Copy out the full text on Hank Paulson's moment at Treasury word for word.

**** Text excerpt

Political Capital with John Harwood

Paulson's Moment

It's been easy over the last few months to feel a bit sorry for Hank Paulson. He left Goldman Sachs, reluctantly, to lead President Bush's second-term Treasury in the belief that his skills might help solve two thorny problems: deteriorating political sentiment toward China's rising economic might, and the long-term insolvency of the U.S. entitlement programs as the Baby Boom generation heads toward retirement.

Neither appears in the cards. Despite Paulson's solid reputation across party lines and his long experience  with China, anti-China sentiment hasn't noticeably eased. In fact, Sens. Chuck Schumer and Lindsey Graham say they now have a veto-proof majority for a bill to punish China over its currency value and its effect on our trade balance.

And as President Bush becomes more of a lame duck by the day -- witness Karl Rove's departure this week -- it's a safe bet that absolutely nothing to shore up Social Security and Medicare will be done before he leaves office.

But the current turmoil in financial markets provides Paulson an unexpected opportunity to make his market. If he can help Fed Chairman Bernanke avoid recession -- something economists and Wall Street increasingly fear -- he will have made his tenure well worth it. It's not the mission he originally envisioned for himself, but a supremely consequential one nevertheless.

********
**** Information shown

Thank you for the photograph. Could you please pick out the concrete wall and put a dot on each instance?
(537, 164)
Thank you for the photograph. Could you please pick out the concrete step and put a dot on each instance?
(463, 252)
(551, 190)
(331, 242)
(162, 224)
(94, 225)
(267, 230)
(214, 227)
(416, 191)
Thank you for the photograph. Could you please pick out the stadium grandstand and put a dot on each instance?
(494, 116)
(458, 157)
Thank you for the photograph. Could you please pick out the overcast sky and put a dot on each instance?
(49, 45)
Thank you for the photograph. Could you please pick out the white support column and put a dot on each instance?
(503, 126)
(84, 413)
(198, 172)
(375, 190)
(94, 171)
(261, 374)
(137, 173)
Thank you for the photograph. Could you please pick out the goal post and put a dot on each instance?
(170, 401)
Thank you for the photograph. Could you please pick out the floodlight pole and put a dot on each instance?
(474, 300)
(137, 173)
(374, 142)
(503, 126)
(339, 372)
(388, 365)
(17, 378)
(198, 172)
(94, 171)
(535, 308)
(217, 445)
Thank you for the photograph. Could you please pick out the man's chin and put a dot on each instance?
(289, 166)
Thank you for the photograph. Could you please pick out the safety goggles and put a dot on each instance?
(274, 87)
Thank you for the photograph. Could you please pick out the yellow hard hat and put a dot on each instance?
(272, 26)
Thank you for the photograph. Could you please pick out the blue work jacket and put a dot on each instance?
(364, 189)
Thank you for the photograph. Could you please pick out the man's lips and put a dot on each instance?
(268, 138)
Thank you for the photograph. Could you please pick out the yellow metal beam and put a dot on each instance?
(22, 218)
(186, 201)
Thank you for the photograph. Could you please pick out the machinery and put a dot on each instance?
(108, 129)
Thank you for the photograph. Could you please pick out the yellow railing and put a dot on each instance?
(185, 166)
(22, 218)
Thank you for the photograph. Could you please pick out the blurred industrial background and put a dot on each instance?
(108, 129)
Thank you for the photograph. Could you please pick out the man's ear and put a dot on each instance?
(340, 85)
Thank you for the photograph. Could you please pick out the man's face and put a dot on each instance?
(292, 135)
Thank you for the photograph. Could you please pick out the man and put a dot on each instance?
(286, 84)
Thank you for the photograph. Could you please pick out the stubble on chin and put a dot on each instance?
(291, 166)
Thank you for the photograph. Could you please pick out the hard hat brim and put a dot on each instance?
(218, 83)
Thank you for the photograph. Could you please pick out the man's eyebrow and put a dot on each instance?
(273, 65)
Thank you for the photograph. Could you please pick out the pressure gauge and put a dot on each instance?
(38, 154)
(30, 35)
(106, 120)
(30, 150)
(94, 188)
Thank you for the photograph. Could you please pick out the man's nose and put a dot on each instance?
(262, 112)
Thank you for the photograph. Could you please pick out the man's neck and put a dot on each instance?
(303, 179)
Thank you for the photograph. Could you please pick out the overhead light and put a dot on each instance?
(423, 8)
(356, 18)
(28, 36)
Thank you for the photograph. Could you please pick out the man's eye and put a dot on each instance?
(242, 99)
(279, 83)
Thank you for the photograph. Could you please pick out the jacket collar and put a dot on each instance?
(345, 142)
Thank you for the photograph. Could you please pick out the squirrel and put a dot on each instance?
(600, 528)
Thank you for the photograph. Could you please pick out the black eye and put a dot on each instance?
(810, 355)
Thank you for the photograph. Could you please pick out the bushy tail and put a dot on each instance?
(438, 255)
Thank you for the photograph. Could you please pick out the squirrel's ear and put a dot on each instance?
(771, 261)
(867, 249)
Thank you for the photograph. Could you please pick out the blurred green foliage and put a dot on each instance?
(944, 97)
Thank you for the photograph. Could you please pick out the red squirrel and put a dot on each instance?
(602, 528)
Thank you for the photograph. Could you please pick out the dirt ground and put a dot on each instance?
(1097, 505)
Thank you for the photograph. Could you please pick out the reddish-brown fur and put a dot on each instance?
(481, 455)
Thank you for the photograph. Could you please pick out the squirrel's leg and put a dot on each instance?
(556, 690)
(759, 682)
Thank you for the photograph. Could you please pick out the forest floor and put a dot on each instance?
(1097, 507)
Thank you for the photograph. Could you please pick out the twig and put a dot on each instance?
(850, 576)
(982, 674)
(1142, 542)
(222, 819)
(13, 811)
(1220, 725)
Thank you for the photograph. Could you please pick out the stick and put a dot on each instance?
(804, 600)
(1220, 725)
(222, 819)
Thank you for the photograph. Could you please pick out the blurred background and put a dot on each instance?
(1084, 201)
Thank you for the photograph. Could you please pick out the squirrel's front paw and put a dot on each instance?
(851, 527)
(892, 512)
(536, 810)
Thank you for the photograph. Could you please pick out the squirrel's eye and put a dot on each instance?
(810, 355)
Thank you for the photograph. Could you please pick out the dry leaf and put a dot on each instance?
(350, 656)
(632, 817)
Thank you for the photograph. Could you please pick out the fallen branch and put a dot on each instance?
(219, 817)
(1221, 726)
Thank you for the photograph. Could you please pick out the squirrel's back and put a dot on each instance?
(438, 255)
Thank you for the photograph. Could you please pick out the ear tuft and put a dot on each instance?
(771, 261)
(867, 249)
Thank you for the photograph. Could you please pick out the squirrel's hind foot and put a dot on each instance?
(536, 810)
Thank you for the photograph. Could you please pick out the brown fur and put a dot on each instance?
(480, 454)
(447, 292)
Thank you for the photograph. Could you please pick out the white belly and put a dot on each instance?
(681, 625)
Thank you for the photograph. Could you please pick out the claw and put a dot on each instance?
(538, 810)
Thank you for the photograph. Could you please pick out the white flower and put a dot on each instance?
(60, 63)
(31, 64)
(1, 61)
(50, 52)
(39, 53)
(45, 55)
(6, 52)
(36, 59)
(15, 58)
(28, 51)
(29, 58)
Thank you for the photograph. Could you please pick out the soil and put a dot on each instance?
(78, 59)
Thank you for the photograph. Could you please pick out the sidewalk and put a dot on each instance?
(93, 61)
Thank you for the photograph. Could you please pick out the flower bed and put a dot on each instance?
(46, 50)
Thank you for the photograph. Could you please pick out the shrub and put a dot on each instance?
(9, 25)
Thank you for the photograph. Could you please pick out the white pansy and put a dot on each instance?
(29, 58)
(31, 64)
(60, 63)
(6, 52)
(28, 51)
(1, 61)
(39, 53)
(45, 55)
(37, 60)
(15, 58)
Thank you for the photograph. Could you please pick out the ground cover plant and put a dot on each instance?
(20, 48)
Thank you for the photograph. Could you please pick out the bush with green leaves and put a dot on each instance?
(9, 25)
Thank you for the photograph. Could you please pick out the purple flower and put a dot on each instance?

********

* **Task response**
Political Capital with John Harwood

Paulson's Moment

It's been easy over the last few months to feel a bit sorry for Hank Paulson. He left Goldman Sachs, reluctantly, to lead President Bush's second-term Treasury in the belief that his skills might help solve two thorny problems: deteriorating political sentiment toward China's rising economic might, and the long-term insolvency of the U.S. entitlement programs as the Baby Boom generation heads toward retirement.

Neither appears in the cards. Despite Paulson's solid reputation across party lines and his long experience  with China, anti-China sentiment hasn't noticeably eased. In fact, Sens. Chuck Schumer and Lindsey Graham say they now have a veto-proof majority for a bill to punish China over its currency value and its effect on our trade balance.

And as President Bush becomes more of a lame duck by the day -- witness Karl Rove's departure this week -- it's a safe bet that absolutely nothing to shore up Social Security and Medicare will be done before he leaves office.

But the current turmoil in financial markets provides Paulson an unexpected opportunity to make his market. If he can help Fed Chairman Bernanke avoid recession -- something economists and Wall Street increasingly fear -- he will have made his tenure well worth it. It's not the mission he originally envisioned for himself, but a supremely consequential one nevertheless.